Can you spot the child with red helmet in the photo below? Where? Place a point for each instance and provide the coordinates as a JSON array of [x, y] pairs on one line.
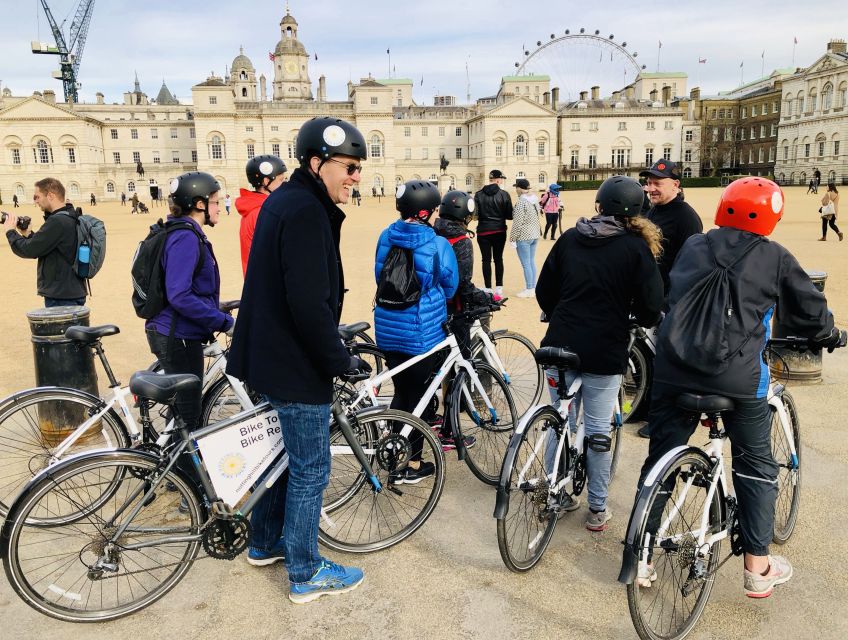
[[765, 282]]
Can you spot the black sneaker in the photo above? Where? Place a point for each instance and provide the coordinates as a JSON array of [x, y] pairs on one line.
[[408, 475]]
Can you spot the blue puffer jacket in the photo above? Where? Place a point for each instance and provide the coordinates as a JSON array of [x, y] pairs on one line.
[[419, 328]]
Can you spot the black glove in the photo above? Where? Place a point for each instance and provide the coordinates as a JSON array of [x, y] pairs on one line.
[[357, 366], [834, 340]]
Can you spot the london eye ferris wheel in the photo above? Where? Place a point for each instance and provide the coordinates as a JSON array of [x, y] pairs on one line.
[[577, 60]]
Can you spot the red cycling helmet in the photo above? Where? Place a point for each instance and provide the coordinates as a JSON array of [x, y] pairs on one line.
[[750, 204]]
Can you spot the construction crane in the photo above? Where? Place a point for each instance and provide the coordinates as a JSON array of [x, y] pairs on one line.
[[70, 50]]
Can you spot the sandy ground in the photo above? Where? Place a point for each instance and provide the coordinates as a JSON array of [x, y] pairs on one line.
[[448, 580]]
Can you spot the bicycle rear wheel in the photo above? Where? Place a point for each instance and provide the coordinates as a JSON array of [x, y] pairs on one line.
[[369, 520], [74, 572], [789, 475], [523, 375], [529, 522], [34, 423], [490, 426], [669, 605]]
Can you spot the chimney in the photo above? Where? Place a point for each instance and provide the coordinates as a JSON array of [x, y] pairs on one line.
[[837, 45]]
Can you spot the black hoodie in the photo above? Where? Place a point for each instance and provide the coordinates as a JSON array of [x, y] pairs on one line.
[[589, 287]]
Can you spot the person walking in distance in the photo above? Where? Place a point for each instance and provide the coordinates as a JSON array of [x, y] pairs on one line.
[[265, 174], [675, 218], [290, 309], [829, 210], [524, 234], [494, 208], [764, 281], [603, 269], [54, 245]]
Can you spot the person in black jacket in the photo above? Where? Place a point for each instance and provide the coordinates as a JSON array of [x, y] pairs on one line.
[[596, 276], [766, 281], [54, 245], [494, 208], [286, 346]]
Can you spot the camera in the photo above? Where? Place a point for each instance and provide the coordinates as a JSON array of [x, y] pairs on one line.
[[22, 224]]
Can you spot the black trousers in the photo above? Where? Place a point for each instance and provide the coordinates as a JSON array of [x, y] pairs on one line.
[[185, 356], [754, 468], [491, 248]]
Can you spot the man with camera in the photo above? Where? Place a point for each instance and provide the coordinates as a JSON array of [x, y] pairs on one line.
[[54, 245]]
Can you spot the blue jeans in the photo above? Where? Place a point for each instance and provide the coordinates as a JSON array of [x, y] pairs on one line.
[[64, 302], [296, 505], [597, 395], [527, 255]]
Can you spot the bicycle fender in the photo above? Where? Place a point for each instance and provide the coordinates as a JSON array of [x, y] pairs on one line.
[[630, 555]]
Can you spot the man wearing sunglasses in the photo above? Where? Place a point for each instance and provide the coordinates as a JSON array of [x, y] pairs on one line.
[[286, 346]]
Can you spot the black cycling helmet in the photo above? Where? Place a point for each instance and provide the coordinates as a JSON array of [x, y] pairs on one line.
[[327, 137], [620, 196], [417, 199], [457, 205], [259, 168], [191, 188]]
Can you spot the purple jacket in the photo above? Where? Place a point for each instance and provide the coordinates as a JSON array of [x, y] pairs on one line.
[[193, 297]]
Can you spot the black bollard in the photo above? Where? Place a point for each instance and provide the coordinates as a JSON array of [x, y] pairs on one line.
[[791, 365], [60, 362]]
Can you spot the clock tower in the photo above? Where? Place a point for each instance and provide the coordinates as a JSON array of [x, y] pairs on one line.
[[291, 64]]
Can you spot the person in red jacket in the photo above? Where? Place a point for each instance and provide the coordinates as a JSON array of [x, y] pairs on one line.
[[265, 174]]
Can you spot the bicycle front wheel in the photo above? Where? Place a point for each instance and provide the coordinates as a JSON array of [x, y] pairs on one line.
[[485, 427], [789, 474], [521, 372], [676, 572], [80, 572], [368, 518], [35, 423]]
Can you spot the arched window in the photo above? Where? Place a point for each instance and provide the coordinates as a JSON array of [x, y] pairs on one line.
[[376, 150], [520, 146]]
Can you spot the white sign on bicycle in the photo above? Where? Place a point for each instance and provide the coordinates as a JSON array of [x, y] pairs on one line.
[[235, 457]]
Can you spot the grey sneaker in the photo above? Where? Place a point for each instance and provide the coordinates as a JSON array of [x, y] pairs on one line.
[[759, 586], [598, 521]]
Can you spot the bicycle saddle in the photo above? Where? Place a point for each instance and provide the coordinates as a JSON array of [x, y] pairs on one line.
[[557, 358], [87, 335], [704, 404], [162, 388], [349, 331]]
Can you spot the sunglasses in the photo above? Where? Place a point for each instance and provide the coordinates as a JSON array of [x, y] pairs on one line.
[[351, 168]]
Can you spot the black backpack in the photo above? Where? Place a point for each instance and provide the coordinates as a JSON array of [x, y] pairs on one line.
[[697, 329], [149, 297], [398, 286]]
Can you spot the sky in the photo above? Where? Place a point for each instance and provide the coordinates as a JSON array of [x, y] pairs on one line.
[[445, 47]]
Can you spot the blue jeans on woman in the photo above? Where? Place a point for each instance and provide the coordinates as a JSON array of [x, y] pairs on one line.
[[296, 505], [597, 395], [527, 255]]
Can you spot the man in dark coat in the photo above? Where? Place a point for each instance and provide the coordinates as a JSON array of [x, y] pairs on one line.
[[286, 346]]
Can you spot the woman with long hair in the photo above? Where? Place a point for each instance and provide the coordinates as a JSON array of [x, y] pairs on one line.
[[599, 274]]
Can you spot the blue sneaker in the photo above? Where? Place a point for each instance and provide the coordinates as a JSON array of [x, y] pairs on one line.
[[330, 579], [259, 558]]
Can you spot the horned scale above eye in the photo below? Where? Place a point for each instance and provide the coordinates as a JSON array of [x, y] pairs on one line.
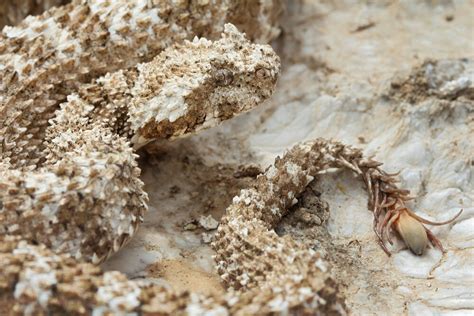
[[70, 187]]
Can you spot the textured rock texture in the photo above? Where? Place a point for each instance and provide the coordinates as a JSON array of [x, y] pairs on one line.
[[393, 78], [374, 75]]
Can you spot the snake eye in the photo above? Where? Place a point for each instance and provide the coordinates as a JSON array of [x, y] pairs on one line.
[[262, 73], [224, 77]]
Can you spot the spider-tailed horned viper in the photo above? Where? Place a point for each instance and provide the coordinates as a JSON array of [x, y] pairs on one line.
[[82, 87]]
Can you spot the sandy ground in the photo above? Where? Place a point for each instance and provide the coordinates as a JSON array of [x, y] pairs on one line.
[[352, 71]]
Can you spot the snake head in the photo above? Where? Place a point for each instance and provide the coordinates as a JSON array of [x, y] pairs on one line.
[[200, 83], [412, 232]]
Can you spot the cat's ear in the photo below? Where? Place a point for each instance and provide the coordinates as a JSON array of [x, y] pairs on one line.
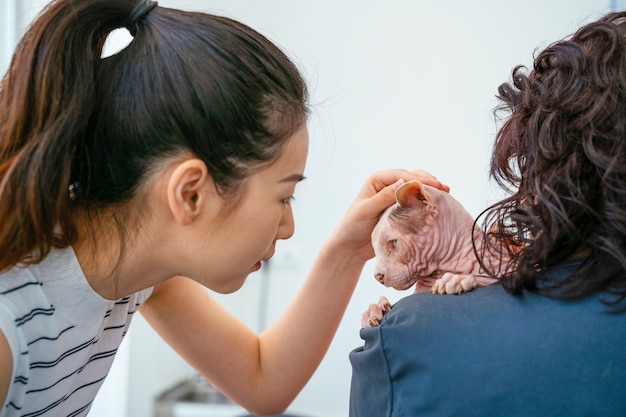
[[413, 194]]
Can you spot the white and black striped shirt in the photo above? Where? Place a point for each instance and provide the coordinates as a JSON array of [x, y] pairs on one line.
[[63, 336]]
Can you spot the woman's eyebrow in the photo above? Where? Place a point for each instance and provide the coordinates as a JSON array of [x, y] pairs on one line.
[[294, 178]]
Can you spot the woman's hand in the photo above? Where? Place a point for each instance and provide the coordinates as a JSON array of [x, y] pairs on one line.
[[378, 193]]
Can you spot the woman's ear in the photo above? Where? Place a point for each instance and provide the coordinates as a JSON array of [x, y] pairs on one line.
[[187, 189]]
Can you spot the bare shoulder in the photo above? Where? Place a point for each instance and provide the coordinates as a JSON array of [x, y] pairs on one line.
[[6, 367]]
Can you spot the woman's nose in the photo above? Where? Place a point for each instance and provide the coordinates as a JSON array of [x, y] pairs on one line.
[[287, 225]]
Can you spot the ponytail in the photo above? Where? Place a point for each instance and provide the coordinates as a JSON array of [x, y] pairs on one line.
[[79, 133], [46, 99]]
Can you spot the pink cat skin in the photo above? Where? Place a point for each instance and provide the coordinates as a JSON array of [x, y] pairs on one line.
[[425, 239]]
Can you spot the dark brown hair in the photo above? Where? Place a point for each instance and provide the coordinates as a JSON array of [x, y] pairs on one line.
[[188, 82], [562, 155]]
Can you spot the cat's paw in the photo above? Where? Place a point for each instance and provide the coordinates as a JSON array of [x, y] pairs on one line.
[[375, 312], [450, 283]]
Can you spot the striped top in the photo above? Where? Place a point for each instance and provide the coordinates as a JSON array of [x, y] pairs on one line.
[[63, 336]]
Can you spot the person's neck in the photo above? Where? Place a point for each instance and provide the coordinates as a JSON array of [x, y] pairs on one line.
[[115, 269]]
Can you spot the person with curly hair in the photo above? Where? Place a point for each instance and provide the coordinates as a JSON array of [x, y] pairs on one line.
[[549, 338]]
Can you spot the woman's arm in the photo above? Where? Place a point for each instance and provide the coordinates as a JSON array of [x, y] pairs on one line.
[[6, 368], [265, 373]]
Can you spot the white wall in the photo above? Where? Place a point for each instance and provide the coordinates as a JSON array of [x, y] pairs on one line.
[[401, 83]]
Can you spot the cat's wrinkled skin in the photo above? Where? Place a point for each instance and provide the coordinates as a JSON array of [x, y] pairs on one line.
[[425, 239]]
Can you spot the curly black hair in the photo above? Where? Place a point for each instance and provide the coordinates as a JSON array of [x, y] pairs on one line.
[[561, 155]]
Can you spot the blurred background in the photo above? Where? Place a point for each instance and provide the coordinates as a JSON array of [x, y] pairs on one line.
[[399, 83]]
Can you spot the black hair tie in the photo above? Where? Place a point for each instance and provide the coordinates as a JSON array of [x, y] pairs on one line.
[[138, 15]]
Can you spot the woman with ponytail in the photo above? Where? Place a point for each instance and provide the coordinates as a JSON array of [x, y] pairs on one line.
[[132, 182]]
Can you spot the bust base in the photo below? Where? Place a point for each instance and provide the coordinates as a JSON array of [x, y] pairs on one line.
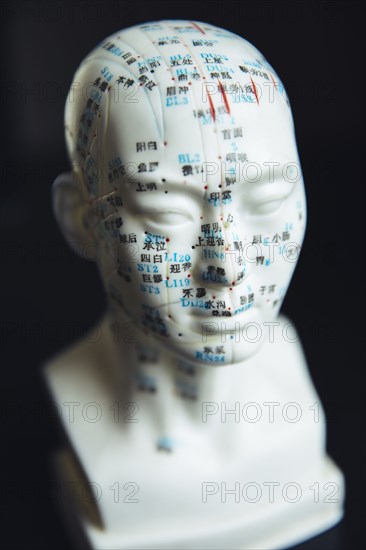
[[272, 526]]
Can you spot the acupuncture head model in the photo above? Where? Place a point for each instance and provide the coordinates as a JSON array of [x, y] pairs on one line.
[[185, 187], [182, 144]]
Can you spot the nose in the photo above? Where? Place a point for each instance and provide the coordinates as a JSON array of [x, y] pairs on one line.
[[219, 254]]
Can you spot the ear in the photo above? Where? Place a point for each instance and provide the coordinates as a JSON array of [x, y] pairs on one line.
[[70, 203]]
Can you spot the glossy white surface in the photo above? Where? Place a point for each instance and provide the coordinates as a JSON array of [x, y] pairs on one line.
[[187, 188]]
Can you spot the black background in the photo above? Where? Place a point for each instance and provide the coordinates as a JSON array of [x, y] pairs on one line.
[[49, 297]]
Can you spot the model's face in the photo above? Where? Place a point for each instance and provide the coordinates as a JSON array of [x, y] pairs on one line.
[[203, 259]]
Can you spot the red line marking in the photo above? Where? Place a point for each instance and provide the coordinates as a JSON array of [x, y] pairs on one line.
[[274, 83], [212, 108], [255, 90], [197, 27], [222, 90]]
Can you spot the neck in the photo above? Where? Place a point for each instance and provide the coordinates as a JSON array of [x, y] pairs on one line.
[[173, 392]]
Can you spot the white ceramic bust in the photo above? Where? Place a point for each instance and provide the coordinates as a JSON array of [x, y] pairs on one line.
[[190, 408]]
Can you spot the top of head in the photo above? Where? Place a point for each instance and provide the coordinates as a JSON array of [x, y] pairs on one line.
[[166, 89]]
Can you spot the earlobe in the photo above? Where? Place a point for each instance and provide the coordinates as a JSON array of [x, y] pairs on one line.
[[69, 202]]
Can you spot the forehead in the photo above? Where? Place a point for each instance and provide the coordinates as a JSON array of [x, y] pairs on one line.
[[187, 102]]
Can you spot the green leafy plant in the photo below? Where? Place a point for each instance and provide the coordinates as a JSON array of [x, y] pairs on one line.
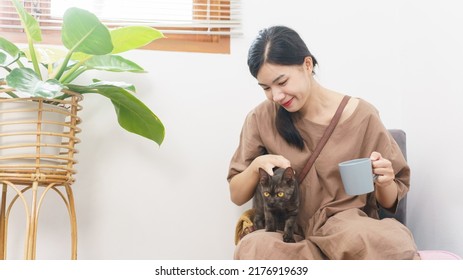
[[88, 44]]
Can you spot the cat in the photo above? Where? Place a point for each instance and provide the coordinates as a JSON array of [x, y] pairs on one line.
[[276, 202]]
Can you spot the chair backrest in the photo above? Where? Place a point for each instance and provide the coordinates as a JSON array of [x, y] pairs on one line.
[[401, 213]]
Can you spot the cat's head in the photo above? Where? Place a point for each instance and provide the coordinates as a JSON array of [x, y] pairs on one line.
[[278, 190]]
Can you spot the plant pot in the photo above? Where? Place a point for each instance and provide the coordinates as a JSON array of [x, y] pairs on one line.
[[36, 137]]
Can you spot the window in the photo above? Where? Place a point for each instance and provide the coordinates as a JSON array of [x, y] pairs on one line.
[[189, 25]]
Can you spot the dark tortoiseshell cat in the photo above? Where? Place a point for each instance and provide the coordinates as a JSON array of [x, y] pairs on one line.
[[276, 202]]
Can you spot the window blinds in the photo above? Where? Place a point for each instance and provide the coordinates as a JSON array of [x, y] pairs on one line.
[[192, 17]]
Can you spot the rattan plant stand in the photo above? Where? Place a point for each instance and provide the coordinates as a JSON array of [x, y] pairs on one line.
[[37, 148]]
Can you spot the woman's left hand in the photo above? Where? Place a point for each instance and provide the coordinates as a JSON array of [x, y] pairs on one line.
[[383, 169]]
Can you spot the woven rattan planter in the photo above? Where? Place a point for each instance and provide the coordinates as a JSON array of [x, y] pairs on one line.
[[37, 148], [38, 139]]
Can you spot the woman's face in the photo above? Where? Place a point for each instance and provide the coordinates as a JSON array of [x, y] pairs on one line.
[[286, 85]]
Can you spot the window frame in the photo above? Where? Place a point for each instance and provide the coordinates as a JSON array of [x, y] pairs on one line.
[[172, 42]]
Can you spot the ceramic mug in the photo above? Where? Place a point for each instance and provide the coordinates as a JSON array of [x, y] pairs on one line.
[[357, 176]]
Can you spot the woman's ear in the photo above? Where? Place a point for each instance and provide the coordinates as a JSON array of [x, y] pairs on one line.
[[308, 63]]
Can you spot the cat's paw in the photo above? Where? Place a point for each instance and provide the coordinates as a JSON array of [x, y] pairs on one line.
[[288, 239]]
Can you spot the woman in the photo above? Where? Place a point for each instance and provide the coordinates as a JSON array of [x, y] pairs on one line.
[[284, 130]]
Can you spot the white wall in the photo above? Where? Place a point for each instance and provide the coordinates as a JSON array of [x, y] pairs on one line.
[[139, 201]]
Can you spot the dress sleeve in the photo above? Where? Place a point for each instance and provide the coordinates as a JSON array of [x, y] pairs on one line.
[[250, 146], [389, 149]]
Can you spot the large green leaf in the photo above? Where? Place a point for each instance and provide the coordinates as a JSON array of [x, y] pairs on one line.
[[25, 80], [133, 37], [30, 24], [83, 32], [9, 53], [114, 63], [132, 114], [48, 55]]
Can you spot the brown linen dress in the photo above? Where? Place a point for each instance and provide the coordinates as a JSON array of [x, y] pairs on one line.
[[331, 224]]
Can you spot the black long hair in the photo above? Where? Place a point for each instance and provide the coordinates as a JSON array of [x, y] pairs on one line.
[[283, 46]]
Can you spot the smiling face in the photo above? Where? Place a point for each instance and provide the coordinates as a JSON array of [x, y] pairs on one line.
[[287, 85]]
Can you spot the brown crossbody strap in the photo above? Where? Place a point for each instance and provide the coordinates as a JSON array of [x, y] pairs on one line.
[[324, 139]]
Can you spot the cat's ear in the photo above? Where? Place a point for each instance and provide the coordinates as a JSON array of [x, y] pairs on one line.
[[264, 177], [289, 174]]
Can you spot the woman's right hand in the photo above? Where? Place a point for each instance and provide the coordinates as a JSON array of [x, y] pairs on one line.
[[268, 162], [243, 185]]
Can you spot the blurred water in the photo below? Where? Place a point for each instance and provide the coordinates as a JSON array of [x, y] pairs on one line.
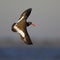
[[30, 53]]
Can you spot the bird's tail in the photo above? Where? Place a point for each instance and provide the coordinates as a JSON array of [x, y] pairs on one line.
[[13, 28]]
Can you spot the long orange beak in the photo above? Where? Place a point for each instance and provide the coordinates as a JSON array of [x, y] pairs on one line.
[[33, 24]]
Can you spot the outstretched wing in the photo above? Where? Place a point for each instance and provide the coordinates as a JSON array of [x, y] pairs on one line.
[[20, 26], [22, 30]]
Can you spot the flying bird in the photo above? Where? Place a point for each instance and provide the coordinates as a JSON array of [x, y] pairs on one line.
[[21, 26]]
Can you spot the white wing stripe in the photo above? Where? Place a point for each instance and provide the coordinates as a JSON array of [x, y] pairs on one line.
[[19, 31]]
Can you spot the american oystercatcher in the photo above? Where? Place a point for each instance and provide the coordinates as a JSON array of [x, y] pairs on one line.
[[21, 26]]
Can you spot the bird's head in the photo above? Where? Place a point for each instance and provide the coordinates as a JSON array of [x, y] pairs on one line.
[[26, 13], [30, 23]]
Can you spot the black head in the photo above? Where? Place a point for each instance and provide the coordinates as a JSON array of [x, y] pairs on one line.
[[26, 13]]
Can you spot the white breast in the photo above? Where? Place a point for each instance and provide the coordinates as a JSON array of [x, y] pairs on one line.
[[19, 31]]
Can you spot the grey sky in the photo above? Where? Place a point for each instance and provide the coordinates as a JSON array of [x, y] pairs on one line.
[[45, 14]]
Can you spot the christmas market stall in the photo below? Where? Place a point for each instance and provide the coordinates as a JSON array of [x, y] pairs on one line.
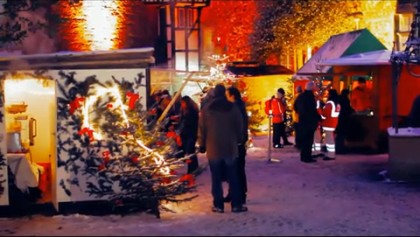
[[73, 130], [364, 136], [375, 66]]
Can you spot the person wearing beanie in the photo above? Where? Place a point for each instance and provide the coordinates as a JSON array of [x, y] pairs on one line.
[[220, 133], [309, 118]]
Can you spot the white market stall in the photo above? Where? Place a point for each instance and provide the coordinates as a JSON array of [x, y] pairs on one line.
[[44, 124]]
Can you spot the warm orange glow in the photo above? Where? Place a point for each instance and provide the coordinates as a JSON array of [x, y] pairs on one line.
[[92, 25], [87, 109], [101, 23]]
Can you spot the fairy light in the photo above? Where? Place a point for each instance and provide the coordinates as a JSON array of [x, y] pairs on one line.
[[157, 158]]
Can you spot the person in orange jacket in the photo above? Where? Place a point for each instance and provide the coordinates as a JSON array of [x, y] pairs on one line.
[[330, 113], [277, 106]]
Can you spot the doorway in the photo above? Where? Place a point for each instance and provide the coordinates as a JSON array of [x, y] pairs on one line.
[[30, 123]]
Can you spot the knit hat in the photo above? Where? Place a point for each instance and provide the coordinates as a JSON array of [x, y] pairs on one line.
[[310, 85], [219, 90]]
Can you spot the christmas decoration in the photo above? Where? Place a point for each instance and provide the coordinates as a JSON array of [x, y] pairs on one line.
[[123, 160]]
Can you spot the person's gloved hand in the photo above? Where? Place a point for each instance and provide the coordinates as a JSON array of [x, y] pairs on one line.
[[202, 149]]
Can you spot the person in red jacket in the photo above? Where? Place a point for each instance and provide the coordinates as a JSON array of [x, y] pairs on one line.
[[329, 122], [318, 140], [277, 107]]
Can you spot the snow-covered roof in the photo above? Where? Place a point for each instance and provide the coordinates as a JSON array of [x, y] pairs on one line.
[[89, 59], [378, 57], [340, 45]]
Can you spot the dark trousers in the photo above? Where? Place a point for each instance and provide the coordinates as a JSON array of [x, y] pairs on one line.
[[188, 145], [306, 139], [297, 135], [230, 168], [279, 131], [243, 187]]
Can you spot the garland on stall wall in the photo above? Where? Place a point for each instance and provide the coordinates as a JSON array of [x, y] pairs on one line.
[[2, 159], [130, 165]]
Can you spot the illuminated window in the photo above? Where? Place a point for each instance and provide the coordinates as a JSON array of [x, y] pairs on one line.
[[184, 17], [405, 21]]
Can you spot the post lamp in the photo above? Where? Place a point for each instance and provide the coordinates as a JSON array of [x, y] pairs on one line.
[[410, 56]]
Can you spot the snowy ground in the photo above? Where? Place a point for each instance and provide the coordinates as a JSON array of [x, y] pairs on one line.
[[342, 197]]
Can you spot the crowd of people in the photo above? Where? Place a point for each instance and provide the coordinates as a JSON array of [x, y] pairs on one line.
[[219, 126]]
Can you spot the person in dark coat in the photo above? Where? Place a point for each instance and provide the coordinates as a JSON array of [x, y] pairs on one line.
[[343, 121], [188, 130], [309, 118], [220, 133], [299, 91], [234, 96], [414, 115]]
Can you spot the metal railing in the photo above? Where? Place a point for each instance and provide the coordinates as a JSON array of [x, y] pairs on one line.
[[183, 2]]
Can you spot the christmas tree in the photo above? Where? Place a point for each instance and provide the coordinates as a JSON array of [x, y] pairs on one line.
[[126, 161]]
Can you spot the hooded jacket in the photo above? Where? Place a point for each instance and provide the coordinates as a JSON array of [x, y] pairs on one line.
[[220, 129]]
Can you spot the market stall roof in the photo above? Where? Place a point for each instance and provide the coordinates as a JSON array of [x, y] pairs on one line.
[[122, 58], [256, 69], [337, 46], [378, 57]]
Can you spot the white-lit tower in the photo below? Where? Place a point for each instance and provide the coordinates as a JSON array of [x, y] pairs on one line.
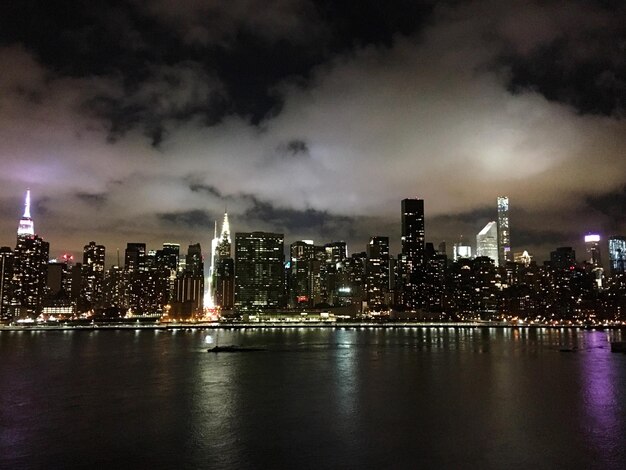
[[504, 235]]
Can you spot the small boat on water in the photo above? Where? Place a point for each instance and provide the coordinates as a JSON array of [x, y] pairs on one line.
[[233, 348]]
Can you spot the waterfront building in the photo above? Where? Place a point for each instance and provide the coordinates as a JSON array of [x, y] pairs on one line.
[[413, 247], [259, 271], [592, 247], [504, 234], [221, 271], [29, 268], [487, 242], [92, 275], [617, 254], [377, 273], [460, 250], [563, 259], [6, 283], [135, 257]]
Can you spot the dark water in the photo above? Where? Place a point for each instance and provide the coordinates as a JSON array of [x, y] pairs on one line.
[[318, 398]]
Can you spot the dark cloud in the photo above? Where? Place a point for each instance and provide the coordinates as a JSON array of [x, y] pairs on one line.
[[95, 200], [294, 148], [189, 219], [204, 188]]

★ ★ ★ ★

> YOUR TASK:
Please retype word for word the lines from the one containing "Can you spot the woman with long" through the one containing "[[599, 274]]", including both of those lines.

> TASK SOLUTION:
Can you spot the woman with long hair in the photo above? Where? Place a point for each instance and provide the coordinates as a JSON array of [x, y] pairs on one line.
[[599, 274]]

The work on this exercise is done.